# WHAT YOU WILL DO
Please edit the entries below so that every "pin each instance" becomes "mark each instance", and leave everything else unchanged.

# SUPPLIED MATERIAL
..........

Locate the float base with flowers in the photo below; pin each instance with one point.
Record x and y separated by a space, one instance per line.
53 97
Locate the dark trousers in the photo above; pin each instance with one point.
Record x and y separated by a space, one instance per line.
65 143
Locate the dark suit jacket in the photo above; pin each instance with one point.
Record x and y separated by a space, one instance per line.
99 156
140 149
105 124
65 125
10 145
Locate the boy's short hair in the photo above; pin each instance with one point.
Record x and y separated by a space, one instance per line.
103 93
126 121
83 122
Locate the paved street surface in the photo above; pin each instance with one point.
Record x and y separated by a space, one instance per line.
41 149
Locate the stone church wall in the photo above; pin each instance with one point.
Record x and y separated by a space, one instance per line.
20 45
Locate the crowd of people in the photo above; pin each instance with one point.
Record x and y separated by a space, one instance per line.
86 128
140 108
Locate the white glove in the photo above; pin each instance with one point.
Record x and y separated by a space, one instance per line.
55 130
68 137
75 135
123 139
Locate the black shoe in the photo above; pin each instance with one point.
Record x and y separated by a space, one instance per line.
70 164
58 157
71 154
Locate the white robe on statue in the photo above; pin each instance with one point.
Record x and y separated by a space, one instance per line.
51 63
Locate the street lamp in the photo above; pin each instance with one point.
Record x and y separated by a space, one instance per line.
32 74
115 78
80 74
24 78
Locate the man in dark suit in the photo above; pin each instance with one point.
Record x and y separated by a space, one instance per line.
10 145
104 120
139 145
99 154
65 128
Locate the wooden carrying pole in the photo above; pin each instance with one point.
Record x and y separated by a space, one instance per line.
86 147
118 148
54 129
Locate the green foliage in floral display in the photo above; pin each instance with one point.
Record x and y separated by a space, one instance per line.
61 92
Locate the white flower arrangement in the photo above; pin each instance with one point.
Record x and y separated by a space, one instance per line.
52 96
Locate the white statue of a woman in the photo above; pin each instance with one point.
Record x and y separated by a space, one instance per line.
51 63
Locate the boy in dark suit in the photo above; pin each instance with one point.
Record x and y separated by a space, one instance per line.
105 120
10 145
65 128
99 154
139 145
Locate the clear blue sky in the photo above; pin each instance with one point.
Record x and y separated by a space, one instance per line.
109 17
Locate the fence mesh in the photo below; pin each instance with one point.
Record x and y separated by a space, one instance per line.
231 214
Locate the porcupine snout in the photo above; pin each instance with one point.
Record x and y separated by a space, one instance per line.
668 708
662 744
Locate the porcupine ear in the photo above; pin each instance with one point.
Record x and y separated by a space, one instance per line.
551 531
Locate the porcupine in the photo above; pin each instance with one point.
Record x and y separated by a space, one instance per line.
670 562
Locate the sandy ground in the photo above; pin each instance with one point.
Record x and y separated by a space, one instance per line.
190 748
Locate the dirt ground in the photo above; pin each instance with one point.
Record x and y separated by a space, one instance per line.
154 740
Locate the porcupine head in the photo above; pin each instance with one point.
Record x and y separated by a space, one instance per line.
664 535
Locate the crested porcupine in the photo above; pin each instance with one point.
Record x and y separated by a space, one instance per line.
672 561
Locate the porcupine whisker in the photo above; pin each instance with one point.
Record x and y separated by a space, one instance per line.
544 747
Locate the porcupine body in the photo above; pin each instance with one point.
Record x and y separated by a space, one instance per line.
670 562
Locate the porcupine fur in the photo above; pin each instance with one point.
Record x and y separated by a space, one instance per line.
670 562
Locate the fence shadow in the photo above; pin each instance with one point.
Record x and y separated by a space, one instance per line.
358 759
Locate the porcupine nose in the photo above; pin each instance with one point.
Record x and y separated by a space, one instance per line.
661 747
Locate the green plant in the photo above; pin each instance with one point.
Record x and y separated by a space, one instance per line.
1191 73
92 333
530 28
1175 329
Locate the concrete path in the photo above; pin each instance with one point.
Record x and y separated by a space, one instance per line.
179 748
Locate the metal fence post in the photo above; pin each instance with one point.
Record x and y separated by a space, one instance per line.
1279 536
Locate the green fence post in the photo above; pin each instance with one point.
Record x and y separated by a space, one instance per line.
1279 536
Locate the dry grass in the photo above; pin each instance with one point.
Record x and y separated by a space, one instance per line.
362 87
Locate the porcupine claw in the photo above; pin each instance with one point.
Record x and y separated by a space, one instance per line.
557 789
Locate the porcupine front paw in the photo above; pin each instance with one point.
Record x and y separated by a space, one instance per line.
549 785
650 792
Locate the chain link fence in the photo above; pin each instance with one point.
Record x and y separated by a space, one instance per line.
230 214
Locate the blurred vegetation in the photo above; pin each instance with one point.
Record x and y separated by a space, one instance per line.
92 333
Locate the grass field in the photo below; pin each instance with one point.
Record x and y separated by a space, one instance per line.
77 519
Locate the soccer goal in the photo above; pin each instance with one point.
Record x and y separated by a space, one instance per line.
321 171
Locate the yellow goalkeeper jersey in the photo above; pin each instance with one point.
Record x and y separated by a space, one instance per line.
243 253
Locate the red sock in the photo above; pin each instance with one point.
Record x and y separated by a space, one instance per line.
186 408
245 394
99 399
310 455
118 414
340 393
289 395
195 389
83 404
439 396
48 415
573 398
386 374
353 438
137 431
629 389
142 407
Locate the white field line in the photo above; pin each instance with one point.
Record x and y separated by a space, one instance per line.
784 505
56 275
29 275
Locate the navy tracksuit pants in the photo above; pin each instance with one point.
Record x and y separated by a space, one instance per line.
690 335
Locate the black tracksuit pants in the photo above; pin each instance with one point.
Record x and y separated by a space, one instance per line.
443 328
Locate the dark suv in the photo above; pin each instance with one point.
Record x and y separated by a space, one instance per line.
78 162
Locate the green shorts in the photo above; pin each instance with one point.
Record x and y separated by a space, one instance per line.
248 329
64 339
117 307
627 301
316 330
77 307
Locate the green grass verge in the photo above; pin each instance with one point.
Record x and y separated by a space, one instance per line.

..........

# ANSWER FOR THE TASK
Locate the float base with flowers in the photo below; mark each instance with one point.
Record x and y separated by a space, one instance per line.
53 97
Locate the dark trousers in the photo above; mark each instance with one point.
Record x and y separated by a space, one instance per line.
65 143
Locate the dark suit jacket in the photo above; mark each instance with one point.
Record x and y separated by a space, one instance per line.
99 156
140 149
105 124
65 125
10 145
Locate the boy's short hair in the photo above; mark each instance with one point.
Record x and y separated by a space, one instance per line.
103 93
126 121
83 122
Locate the paved street surface in the photo above; mark each instance with one point.
Record x and y separated by a space, one instance per line.
41 149
Locate the stone church wall in the photo above; mark each instance with one point.
Record x and y separated by a space, one instance per line.
20 45
Locate the crowd of people in the photo above; mark each instance with one point.
Record x and y separated by a space, one instance per line.
86 128
140 108
Locate the white glove in the photo above; mark each instance with one point.
Record x and y separated by a space, one instance per line.
55 130
68 137
75 135
123 139
Locate the black shoe in the photo above; mark each instance with one point.
Record x and y separated by a space, one instance per line.
70 164
58 157
71 154
Locate the white robe on statue in the photo above; mark each instance with one point.
Record x and y separated by a space, one instance per line.
51 63
Locate the street lamp in the photo above; mark each instance with one point.
Record x and y separated by a space, one instance per line.
32 74
115 78
80 74
24 78
Locate the man in dark suit in the photo above; mark each instance with one point.
Record x and y separated by a space, one instance per line.
10 145
104 120
139 145
99 154
65 128
Locate the wooden carrying pole in the photo above; mark each instance with one point.
Record x and y separated by a space, one instance per line.
86 147
118 148
54 129
Locate the green foliage in floral display in the photo above; mark each instance with one point.
Record x and y separated by a space, one instance per line.
61 92
Locate the white flower arrangement in the photo above; mark each instance with one point.
Record x and y separated by a space, one instance per line.
52 96
Locate the white statue of a woman in the photo above; mark each instance with one point.
Record x and y separated by a space, one instance per line.
51 63
Locate the boy in dark suit in the photo above; mark each instance with one point.
Record x and y separated by a space, one instance per line.
105 120
10 145
65 128
99 154
139 145
Locate the clear blue sky in the photo above; mark each instance with one point.
Record x and y separated by a space, one instance per line.
109 17
Locate the fence mesh in the photo below; mark each instance with one point.
Record x and y separated by a space, one instance per line.
231 214
Locate the porcupine snout in the photo above; mark each instance with one point.
Record x and y separated by a space, one instance per line.
668 708
662 744
Locate the porcupine ear in the photo above; mark each instance with one point.
Record x and y separated by a space, one instance per line.
551 531
Locate the porcupine in the photo above; mark each instance with one point.
Record x and y separated by a space, one instance per line.
670 562
Locate the sandy ground in the photo above; mark each instance with one point.
Record x and y separated by a space, one instance per line.
190 748
Locate the dirt ground in the photo above; mark each instance with one point.
Record x and y separated by a space, one instance per line.
154 740
Locate the porcupine head in the photo above; mark each instance with one point.
Record x and y separated by a space, one instance per line.
664 535
Locate the crested porcupine in the photo above; mark each instance with one point.
Record x and y separated by a space, one instance per line.
672 561
Locate the porcupine whisker in the photo above; mark each instance with one point.
Record x and y separated by a space, one instance per line.
544 747
Locate the porcupine body in the photo above; mark each instance with one point.
Record x and y separated by a space, one instance per line.
670 562
Locate the porcupine fur in the photo above; mark each instance with one point.
Record x and y separated by a space, one instance per line.
670 562
Locate the fence shadow in the photo above; mark each instance with one point.
Record x and y separated by a space, one instance per line.
358 759
Locate the porcupine nose in the photo above; mark each instance with one point.
Record x and y separated by a space, one instance per line.
661 747
Locate the green plant in the photo above; mark each instance with one point.
Record x and y separated by a space, one instance per line.
1191 73
92 333
530 28
1175 329
Locate the concrete path in the photo above; mark each instance with one point.
Record x and y separated by a space, one instance per line.
179 748
Locate the metal fence post in the photo above; mark each instance with one point.
Record x and y separated by a space, one instance per line.
1279 536
Locate the green fence post in the photo above; mark each instance with one point.
Record x and y separated by a space, one instance per line.
1279 536
Locate the dry grass in the photo above; mark each instance with one point.
Record x and y separated by a space, one instance per line.
362 87
Locate the porcupine claw in the photo above; mark each instance with one point.
Record x and y separated by a space, one instance per line.
557 789
Locate the porcupine front paw in the photo above; mark each instance with one point.
Record x and y separated by a space, one instance per line.
549 785
650 792
Locate the chain link fence in the photo above; mark each instance with one point.
Record x and y separated by a space, one instance per line.
230 214
Locate the blurred vegetation in the photo above; mark each instance with one point.
Record x and y separated by a space, one instance per line.
92 333
Locate the grass field in the photo below; mark each instance with one point.
Record x and y separated by a space, one instance per line.
77 519
Locate the soccer goal in the photo above; mark each instance with one point.
Record x and y separated by a space, one instance per line.
321 171
Locate the yellow goalkeeper jersey in the photo above; mark each instance with one point.
Record x and y separated by a space, one instance per line.
243 253
Locate the red sock in the photo above; mark each instance with one point.
Record x and y separated by a space, one instance per line.
186 408
245 394
99 399
310 455
118 414
340 393
289 395
195 389
83 404
439 396
48 415
573 398
386 374
353 438
137 431
629 389
142 407
Locate the white field line in the photo above; mark each instance with one point.
Record x and y separated by a space, one instance per line.
784 505
56 275
29 275
Locate the navy tracksuit pants in the photo above; mark each instance with one point.
Record x and y separated by a space, one instance per line.
690 335
Locate the black tracksuit pants in the photo above; mark each instance with one point.
Record x and y separated by a space, one instance per line.
443 328
Locate the dark suv in the photo above; mark each instance with one point.
Record x and y separated by a space, one instance per line.
78 162
Locate the green shorts in the photo above; mark each instance with one point.
Record x and y separated by a space, one instance per line.
248 329
64 339
117 307
627 301
316 330
77 307
Locate the green grass verge in the photo above; mark each instance with one point.
Record x and y separated by a space, one instance per line.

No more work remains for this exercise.